== WHAT YOU HAVE TO DO ==
Reproduce the lines from the one containing "flower, that would be a great help." through the one containing "269 100 L 242", inclusive, changing "orange" to "yellow" and leaving everything else as it is.

== INFORMATION SUPPLIED ==

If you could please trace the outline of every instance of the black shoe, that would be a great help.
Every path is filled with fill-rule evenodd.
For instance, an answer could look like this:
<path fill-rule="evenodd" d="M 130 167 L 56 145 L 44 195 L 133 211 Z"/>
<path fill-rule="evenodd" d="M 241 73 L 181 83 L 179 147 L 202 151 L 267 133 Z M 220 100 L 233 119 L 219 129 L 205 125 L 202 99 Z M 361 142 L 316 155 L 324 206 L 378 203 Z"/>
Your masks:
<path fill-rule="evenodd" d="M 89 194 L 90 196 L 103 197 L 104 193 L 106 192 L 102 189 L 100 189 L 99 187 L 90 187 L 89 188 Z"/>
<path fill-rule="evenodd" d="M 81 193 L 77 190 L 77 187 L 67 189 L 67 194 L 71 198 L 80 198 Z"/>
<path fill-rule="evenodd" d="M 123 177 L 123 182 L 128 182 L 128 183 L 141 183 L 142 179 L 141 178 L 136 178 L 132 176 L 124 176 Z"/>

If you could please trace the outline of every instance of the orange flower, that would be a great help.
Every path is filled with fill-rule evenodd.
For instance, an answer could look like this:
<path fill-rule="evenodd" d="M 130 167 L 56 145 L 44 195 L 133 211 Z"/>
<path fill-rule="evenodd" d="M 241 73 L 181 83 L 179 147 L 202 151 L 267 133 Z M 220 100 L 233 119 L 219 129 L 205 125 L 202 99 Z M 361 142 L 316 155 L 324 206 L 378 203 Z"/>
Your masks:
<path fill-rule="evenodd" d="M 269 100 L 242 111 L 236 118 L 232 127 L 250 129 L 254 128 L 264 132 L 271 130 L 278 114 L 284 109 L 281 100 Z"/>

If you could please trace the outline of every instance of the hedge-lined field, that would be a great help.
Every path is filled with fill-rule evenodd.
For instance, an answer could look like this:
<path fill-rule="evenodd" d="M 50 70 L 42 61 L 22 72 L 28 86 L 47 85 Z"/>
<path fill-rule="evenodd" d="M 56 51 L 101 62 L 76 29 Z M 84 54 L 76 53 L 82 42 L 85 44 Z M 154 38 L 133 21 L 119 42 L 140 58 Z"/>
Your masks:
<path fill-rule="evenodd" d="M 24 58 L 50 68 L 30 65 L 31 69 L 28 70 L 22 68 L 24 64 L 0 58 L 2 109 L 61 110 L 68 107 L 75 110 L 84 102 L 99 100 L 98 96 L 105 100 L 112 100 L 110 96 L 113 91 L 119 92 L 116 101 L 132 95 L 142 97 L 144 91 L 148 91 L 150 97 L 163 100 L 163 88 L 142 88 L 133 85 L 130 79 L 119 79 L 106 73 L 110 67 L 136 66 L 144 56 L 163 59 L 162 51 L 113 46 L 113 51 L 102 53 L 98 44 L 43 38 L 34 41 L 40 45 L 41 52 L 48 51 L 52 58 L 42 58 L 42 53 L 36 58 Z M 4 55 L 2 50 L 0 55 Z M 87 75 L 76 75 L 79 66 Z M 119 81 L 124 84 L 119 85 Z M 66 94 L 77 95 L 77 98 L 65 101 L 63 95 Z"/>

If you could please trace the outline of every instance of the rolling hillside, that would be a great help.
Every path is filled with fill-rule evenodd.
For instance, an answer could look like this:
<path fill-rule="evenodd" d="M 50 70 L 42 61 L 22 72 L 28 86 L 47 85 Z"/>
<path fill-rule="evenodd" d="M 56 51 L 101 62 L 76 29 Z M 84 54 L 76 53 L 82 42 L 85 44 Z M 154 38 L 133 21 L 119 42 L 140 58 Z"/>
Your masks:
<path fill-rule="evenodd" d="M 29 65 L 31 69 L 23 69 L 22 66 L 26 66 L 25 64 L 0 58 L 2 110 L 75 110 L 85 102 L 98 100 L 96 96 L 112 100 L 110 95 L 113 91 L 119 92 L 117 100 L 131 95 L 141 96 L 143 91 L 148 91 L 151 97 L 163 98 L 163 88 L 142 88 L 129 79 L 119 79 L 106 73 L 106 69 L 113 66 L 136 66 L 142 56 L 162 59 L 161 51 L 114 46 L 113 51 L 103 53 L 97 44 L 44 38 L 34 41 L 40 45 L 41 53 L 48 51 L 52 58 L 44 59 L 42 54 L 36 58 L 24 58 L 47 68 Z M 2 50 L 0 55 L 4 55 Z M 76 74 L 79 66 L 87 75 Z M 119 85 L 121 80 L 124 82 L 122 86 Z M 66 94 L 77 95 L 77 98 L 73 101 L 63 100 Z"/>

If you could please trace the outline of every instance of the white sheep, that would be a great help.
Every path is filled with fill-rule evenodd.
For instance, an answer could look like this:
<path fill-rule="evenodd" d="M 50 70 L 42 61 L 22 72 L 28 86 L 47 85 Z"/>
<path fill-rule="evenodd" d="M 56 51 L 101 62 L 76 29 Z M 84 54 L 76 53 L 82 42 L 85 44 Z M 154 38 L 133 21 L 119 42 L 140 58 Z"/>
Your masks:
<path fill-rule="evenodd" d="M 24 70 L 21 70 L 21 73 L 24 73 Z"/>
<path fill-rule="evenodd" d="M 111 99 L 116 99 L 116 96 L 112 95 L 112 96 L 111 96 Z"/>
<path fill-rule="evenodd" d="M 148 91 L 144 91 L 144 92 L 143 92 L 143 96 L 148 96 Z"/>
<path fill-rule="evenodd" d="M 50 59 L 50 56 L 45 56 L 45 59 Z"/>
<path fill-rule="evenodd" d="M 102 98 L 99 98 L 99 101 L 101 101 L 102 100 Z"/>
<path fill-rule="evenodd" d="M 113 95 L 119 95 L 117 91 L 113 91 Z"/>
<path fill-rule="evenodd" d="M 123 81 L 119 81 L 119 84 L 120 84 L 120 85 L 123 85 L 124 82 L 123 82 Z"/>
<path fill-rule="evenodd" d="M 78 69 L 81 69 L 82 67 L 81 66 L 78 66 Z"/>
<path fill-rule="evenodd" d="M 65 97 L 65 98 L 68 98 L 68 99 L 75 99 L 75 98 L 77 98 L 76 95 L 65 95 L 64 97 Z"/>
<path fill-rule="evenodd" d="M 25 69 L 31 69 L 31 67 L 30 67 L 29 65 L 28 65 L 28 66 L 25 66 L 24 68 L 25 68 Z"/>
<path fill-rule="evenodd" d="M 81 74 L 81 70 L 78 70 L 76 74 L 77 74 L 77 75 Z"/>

== ANSWER BELOW ==
If you could please trace the outline of every instance of the yellow flower, that would be a great help.
Every path is filled with fill-rule evenodd.
For instance, an answer could look like this:
<path fill-rule="evenodd" d="M 130 167 L 56 145 L 44 195 L 133 211 Z"/>
<path fill-rule="evenodd" d="M 241 73 L 181 83 L 179 147 L 202 151 L 267 133 Z M 220 100 L 233 119 L 219 129 L 205 125 L 202 99 Z M 361 142 L 316 155 L 324 206 L 378 203 Z"/>
Your masks:
<path fill-rule="evenodd" d="M 269 100 L 242 111 L 236 118 L 232 127 L 250 129 L 254 128 L 264 132 L 271 130 L 278 114 L 284 109 L 281 100 Z"/>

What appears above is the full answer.